***** TEXTE FOURNI *****

Le casse-tête des modes de communication

Quel est le « meilleur » mode de communication pour l’enfant sourd ? Y a-t-il un « meilleur » mode de communication ? Que faut-il penser de ces citations contradictoires, tirées d’articles scientifiques ? « Tous les enfants sourds devraient apprendre les signes » ; « Il faut restreindre l’usage des signes avec les jeunes enfants qui reçoivent l’implant cochléaire ».

Le débat reste éternel. Et pour les parents, c’est souvent difficile de s’y retrouver. Plusieurs modes, approches, philosophies, moyens et langues existent – et plusieurs sont à la disposition des parents et des enfants du Québec. Tous ces moyens ont leurs adeptes et leurs détracteurs.

Dans cet article, nous allons aborder deux approches (ou modalités ou moyens) de communication : l’oral – souvent appelé oralisme –  et la communication totale; ce dernier terme tend d’ailleurs à disparaître pour être remplacé par communication bimodale. Nous allons voir pourquoi un peu plus loin.

Mais avant de commencer : tous les moyens, toutes les approches et toutes les philosophies demandent un investissement important de la part des parents. Bien sûr, tous les moyens de communiquer ont leurs avantages et leurs limites mais le principal « inconvénient » reste toujours l’énergie que les parents doivent investir dans le développement du langage de leur enfant sourd, et ce, peu importe ce qu’ils choisissent comme environnement de communication. De même, un dépistage précoce et un suivi régulier par des intervenants expérimentés en surdité sont toujours des conditions gagnantes pour un développement du langage le plus harmonieux possible.

***** ENREGISTREMENTS *****

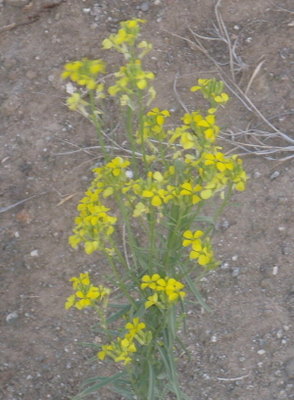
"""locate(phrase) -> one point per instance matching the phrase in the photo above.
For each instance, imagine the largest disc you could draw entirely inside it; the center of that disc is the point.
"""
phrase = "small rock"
(275, 270)
(31, 75)
(144, 6)
(129, 174)
(34, 253)
(225, 265)
(256, 174)
(213, 339)
(223, 224)
(235, 272)
(274, 175)
(280, 334)
(17, 3)
(266, 283)
(11, 317)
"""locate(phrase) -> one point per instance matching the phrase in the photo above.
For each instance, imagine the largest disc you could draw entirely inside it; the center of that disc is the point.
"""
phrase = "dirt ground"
(243, 349)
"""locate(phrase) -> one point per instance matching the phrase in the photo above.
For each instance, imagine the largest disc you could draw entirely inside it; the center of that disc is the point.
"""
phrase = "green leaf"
(151, 382)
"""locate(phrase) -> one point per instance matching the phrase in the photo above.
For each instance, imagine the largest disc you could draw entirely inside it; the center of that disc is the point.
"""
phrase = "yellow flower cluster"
(218, 171)
(94, 225)
(85, 72)
(86, 294)
(197, 132)
(166, 290)
(130, 77)
(201, 249)
(122, 349)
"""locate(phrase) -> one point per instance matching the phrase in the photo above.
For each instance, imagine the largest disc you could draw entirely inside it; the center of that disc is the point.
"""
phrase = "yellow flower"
(151, 301)
(192, 238)
(193, 191)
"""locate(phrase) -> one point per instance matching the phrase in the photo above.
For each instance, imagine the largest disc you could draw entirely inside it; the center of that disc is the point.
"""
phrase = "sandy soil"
(243, 349)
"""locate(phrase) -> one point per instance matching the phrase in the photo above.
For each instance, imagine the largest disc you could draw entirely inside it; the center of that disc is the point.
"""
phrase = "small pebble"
(274, 175)
(31, 75)
(129, 174)
(11, 316)
(279, 334)
(275, 270)
(144, 6)
(256, 174)
(17, 3)
(225, 265)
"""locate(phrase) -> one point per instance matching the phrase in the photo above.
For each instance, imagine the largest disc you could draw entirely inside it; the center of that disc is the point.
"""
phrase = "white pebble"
(129, 174)
(11, 316)
(34, 253)
(275, 270)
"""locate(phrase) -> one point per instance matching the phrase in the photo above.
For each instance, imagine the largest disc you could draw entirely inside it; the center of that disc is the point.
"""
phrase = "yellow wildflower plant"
(122, 349)
(167, 290)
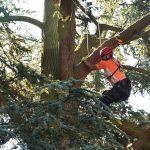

*****

▸ SÉRIE DE TÂCHES
- a) D'après le texte fourni, quel terme tend à remplacer « communication totale » ?
- b) Pour chaque affirmation, indiquez si elle concorde avec le texte fourni, puis citez les mots du texte qui le montrent. (i) L'oral est souvent appelé oralisme. (ii) Seule la communication totale exige un investissement important de la part des parents. (iii) Le dépistage précoce est présenté comme une condition gagnante pour le développement du langage.
- c) Dans le texte fourni, la phrase qui commence par « Plusieurs modes » énumère des choses qui existent. Relevez-les toutes.
Les enregistrements constituent un ensemble distinct du texte fourni.

▸ RÉPONSES COMPLÈTES
- a) La communication bimodale.

- b)
(i) Oui : « l’oral – souvent appelé oralisme ».
(ii) Non : « tous les moyens, toutes les approches et toutes les philosophies demandent un investissement important de la part des parents ».
(iii) Oui : « un dépistage précoce et un suivi régulier par des intervenants expérimentés en surdité sont toujours des conditions gagnantes ».

- c) Modes, approches, philosophies, moyens, langues.